Excerpts from point annotation data:
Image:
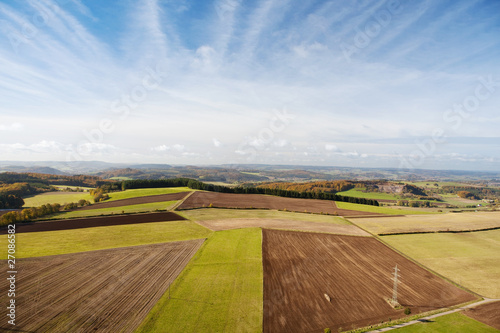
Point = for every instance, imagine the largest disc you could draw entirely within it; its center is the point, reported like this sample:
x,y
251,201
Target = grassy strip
x,y
37,244
219,291
149,207
222,213
56,197
455,322
431,223
144,192
470,259
381,210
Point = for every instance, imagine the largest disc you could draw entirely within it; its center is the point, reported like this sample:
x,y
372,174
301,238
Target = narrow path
x,y
486,300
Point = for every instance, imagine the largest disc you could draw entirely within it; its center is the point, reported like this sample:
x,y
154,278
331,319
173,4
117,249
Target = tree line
x,y
32,213
195,184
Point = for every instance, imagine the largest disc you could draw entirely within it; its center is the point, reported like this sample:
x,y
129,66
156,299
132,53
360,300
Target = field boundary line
x,y
437,232
180,202
421,319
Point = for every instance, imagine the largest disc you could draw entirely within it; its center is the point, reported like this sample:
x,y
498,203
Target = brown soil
x,y
98,291
229,200
137,201
226,224
92,222
355,272
5,211
488,313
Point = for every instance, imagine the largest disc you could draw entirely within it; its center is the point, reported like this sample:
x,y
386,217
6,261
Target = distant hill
x,y
33,169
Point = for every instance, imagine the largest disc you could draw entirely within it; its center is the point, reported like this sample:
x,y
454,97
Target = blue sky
x,y
359,83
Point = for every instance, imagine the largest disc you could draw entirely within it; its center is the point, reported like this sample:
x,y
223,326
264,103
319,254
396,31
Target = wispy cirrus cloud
x,y
227,64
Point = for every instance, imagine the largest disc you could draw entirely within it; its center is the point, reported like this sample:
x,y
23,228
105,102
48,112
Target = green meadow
x,y
220,290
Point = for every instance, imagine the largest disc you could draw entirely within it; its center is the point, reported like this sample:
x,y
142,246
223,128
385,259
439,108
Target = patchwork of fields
x,y
94,291
355,273
245,278
229,200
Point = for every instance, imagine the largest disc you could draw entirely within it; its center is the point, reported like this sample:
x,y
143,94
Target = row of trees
x,y
195,184
25,189
47,179
321,186
32,213
11,201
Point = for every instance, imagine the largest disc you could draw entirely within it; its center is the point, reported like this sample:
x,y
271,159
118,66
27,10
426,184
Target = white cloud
x,y
161,148
12,127
216,143
331,147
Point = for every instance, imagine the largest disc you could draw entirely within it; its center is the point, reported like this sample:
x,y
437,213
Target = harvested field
x,y
92,222
5,211
333,228
488,313
470,258
355,272
137,201
99,291
230,200
431,223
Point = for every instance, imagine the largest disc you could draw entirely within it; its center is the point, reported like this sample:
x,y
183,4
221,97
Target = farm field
x,y
221,213
91,222
228,200
47,243
56,197
108,290
379,210
138,200
144,192
469,259
355,272
219,291
488,313
63,187
141,208
227,224
358,193
431,223
455,322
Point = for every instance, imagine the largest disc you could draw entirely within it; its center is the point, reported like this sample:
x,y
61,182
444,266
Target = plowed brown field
x,y
91,222
355,272
137,201
230,200
99,291
488,313
227,224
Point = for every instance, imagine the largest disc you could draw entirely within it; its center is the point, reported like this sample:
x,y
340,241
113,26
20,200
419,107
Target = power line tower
x,y
394,300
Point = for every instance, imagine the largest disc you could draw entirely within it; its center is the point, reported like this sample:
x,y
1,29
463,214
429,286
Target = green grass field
x,y
358,193
144,192
220,290
452,323
63,187
56,197
38,244
429,223
381,210
220,213
470,259
141,208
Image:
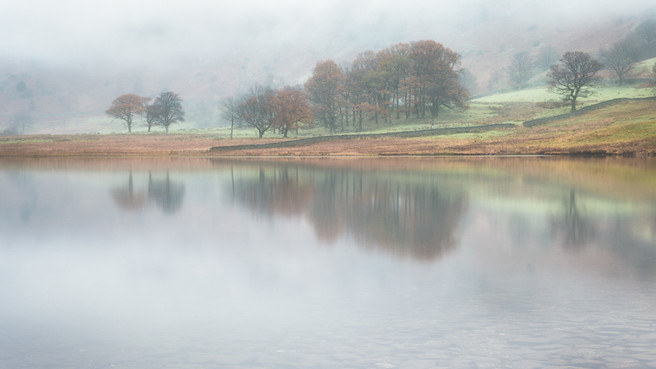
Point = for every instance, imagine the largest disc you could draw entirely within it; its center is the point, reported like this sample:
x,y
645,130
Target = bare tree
x,y
256,110
167,109
230,112
126,107
520,70
575,76
620,58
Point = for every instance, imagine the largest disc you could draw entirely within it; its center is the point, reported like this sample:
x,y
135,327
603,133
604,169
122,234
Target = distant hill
x,y
42,97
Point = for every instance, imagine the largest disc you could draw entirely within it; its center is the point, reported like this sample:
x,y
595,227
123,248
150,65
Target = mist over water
x,y
145,263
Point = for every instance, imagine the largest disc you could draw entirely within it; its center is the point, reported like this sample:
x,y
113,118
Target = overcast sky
x,y
128,30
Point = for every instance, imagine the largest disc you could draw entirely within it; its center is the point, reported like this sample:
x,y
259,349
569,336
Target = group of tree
x,y
264,108
164,111
417,78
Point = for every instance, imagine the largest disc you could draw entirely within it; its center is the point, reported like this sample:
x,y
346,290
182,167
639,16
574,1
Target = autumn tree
x,y
520,70
230,112
434,80
149,112
256,109
167,109
620,58
575,76
290,108
323,90
126,107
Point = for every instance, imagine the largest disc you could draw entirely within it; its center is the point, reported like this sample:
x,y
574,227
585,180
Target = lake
x,y
327,263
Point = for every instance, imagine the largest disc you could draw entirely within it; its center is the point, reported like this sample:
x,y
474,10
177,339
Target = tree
x,y
149,112
323,89
575,76
434,80
620,58
291,108
230,112
126,107
167,109
520,70
256,110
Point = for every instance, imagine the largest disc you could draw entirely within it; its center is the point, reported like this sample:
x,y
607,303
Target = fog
x,y
73,57
149,31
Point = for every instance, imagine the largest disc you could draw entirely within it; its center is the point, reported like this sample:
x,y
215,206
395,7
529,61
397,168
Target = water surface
x,y
354,263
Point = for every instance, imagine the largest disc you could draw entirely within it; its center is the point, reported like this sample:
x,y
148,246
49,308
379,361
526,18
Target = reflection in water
x,y
166,194
127,198
477,268
416,218
576,230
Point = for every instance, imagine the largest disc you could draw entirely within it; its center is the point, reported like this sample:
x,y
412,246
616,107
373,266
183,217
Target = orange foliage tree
x,y
324,89
290,108
126,107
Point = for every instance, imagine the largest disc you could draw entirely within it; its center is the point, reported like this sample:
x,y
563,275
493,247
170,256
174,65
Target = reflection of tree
x,y
167,194
411,218
126,197
275,191
575,229
418,219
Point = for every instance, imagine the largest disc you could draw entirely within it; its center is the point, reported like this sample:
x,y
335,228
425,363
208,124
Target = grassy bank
x,y
493,125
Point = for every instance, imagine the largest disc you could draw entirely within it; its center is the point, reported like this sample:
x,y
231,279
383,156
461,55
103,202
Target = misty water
x,y
327,263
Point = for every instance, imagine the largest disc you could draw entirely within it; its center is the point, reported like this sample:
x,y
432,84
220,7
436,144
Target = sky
x,y
125,31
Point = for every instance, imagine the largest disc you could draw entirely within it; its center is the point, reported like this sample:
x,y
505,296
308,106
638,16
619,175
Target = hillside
x,y
624,127
41,97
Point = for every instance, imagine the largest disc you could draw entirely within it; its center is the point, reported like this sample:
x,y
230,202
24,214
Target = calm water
x,y
355,263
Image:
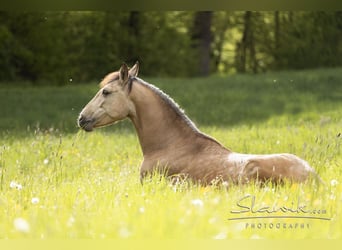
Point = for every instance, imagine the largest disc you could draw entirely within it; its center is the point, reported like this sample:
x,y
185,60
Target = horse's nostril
x,y
82,120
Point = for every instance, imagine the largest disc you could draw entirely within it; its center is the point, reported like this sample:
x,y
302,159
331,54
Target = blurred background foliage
x,y
82,46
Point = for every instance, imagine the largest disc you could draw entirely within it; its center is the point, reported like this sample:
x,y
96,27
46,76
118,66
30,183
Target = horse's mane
x,y
174,106
169,102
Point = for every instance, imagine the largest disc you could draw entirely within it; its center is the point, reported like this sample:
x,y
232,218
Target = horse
x,y
172,144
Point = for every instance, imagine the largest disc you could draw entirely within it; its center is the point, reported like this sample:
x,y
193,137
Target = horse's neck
x,y
158,125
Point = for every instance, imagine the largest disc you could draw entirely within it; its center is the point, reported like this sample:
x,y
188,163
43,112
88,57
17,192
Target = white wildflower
x,y
220,236
197,203
70,221
333,183
124,232
16,185
13,184
35,200
142,210
21,225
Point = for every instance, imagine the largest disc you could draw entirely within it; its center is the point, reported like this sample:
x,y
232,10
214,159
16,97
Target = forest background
x,y
82,46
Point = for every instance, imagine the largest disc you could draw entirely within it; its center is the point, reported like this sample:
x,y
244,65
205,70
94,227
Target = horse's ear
x,y
134,70
123,74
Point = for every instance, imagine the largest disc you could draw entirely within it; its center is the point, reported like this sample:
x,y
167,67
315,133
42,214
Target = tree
x,y
201,40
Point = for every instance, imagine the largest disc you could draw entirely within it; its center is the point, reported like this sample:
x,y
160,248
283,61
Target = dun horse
x,y
172,144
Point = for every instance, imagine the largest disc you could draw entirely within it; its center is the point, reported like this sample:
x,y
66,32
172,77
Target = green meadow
x,y
59,182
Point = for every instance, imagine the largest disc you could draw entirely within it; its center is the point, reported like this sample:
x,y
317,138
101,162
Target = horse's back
x,y
274,167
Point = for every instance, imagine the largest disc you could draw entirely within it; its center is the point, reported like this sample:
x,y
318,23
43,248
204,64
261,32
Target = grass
x,y
58,182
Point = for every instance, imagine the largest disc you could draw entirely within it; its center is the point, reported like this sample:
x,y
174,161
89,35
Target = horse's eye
x,y
105,92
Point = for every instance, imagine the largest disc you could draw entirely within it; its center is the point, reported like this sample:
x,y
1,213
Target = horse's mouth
x,y
86,124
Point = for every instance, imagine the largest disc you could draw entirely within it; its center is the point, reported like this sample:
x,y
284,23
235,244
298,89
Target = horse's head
x,y
112,102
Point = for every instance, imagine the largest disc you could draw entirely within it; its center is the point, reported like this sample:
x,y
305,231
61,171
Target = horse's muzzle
x,y
86,124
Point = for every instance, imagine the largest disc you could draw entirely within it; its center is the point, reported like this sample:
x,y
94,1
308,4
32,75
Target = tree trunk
x,y
276,39
134,28
201,40
245,49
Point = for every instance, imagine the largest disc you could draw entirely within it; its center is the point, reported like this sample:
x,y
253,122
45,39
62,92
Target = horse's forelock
x,y
109,78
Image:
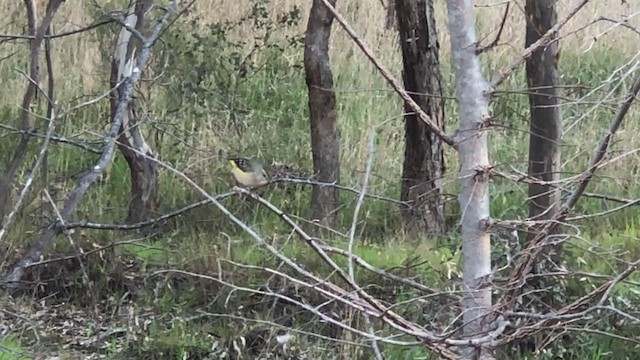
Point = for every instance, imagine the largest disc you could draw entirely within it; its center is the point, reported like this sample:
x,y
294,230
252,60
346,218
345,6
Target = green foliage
x,y
12,349
237,86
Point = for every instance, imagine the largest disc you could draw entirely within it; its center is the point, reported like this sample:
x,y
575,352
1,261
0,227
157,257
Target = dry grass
x,y
364,98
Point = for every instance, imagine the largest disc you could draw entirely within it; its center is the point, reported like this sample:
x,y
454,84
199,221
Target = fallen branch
x,y
390,79
16,271
543,41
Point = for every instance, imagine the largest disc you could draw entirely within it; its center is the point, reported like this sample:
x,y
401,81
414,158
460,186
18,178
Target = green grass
x,y
265,114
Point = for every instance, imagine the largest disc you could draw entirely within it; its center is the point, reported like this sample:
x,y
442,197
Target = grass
x,y
194,124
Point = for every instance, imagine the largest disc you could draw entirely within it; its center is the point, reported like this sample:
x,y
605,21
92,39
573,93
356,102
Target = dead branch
x,y
536,245
543,41
494,43
390,79
42,154
16,272
139,225
34,77
56,139
9,37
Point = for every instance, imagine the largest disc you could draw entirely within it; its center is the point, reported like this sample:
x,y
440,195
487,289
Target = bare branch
x,y
86,181
390,79
543,41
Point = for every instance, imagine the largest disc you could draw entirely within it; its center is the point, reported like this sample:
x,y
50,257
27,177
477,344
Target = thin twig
x,y
544,40
352,236
390,79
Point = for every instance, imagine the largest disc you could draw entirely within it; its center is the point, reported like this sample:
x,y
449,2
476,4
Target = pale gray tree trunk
x,y
546,119
138,154
323,114
473,98
424,154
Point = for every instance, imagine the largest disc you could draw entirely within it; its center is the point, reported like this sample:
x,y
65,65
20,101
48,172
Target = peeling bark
x,y
323,115
546,119
423,158
131,142
473,99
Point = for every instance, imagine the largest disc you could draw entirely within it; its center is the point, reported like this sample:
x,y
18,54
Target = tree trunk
x,y
473,99
138,154
323,115
423,156
546,122
38,32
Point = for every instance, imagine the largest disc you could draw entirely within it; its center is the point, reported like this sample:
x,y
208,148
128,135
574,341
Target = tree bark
x,y
323,116
473,99
546,119
423,157
138,154
38,33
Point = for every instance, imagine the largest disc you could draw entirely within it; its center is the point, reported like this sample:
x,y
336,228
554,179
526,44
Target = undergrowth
x,y
227,93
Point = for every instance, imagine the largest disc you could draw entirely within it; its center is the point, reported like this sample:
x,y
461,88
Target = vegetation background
x,y
227,79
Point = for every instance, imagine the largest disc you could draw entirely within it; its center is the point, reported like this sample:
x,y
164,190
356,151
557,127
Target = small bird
x,y
248,173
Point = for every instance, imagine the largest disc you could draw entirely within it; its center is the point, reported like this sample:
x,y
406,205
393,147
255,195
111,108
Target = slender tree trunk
x,y
38,32
545,132
138,154
323,116
546,121
423,156
473,99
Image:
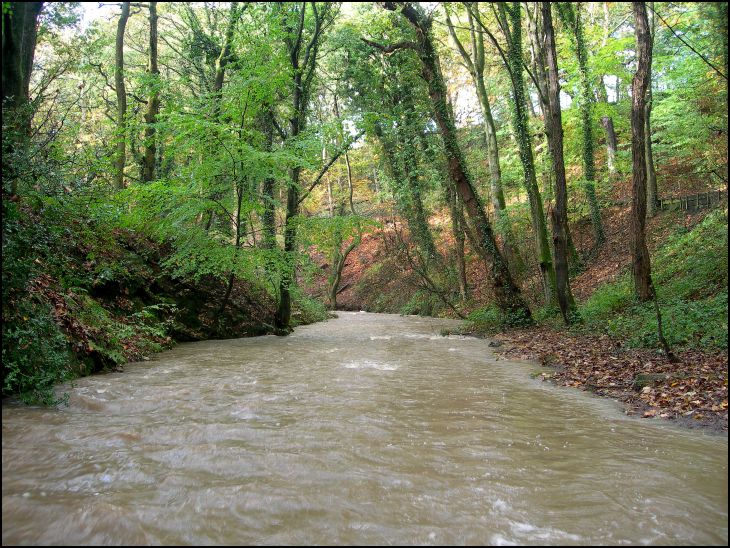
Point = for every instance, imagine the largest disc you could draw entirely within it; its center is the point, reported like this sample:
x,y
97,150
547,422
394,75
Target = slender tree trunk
x,y
495,178
121,159
611,144
559,216
652,192
20,22
153,103
571,15
268,219
457,231
507,294
641,265
521,128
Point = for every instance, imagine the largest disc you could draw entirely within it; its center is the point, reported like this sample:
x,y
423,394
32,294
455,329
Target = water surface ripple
x,y
366,429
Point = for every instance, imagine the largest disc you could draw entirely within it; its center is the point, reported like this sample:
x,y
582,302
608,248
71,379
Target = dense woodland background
x,y
183,171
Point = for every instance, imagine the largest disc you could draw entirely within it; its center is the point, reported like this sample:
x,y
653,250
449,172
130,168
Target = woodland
x,y
553,173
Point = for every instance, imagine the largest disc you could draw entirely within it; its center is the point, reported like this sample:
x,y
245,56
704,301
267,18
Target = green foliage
x,y
35,354
306,310
485,320
690,273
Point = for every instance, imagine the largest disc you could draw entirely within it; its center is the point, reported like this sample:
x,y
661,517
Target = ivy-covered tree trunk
x,y
403,168
476,64
303,61
507,294
121,158
611,144
559,216
20,21
571,16
652,192
641,266
153,103
522,135
456,209
268,217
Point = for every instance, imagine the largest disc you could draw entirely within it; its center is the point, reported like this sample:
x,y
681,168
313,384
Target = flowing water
x,y
367,429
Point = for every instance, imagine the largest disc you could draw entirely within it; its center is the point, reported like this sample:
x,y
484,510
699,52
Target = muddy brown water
x,y
366,429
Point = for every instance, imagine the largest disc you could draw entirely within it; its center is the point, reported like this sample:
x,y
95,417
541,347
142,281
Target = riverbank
x,y
692,393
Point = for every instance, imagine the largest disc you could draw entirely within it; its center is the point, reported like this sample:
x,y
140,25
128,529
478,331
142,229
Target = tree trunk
x,y
121,159
457,231
303,61
611,144
20,22
571,16
521,128
652,192
641,266
507,294
153,103
559,216
268,218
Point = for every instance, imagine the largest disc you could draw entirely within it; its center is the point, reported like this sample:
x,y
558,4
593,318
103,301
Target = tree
x,y
507,294
20,22
559,214
302,48
475,64
121,159
571,16
153,102
641,266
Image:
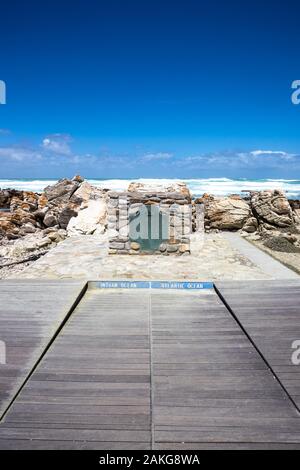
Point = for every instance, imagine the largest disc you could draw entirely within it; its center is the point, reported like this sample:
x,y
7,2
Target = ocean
x,y
216,186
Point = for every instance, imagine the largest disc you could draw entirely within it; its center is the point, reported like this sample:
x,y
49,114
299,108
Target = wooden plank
x,y
270,314
107,404
204,393
30,315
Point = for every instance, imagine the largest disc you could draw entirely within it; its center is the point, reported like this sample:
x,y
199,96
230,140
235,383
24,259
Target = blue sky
x,y
149,89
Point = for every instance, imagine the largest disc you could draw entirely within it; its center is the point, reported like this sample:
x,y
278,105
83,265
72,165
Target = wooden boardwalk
x,y
31,312
161,369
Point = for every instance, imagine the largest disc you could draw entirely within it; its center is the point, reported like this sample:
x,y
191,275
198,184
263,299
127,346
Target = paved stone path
x,y
213,257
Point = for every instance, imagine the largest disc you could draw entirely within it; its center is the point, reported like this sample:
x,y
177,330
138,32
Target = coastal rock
x,y
7,194
225,213
65,215
272,207
251,225
62,190
85,193
50,219
89,219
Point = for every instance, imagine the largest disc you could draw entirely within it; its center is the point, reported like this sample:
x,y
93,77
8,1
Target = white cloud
x,y
156,156
257,153
4,131
57,143
19,154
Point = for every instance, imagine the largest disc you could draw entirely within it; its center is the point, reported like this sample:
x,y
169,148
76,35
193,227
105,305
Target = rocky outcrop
x,y
89,219
153,187
272,207
225,213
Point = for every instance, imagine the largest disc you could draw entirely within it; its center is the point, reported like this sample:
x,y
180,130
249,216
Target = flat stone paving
x,y
171,369
213,257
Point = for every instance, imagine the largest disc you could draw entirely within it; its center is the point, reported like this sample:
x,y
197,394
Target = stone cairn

> STATED PROBLEM: Pick out every line in the data above that contains the word "foliage", and copy each one in full.

> ANSWER FOR THIS EXERCISE:
Target = orange foliage tree
Target = blurred background foliage
Target = green foliage
Target = green foliage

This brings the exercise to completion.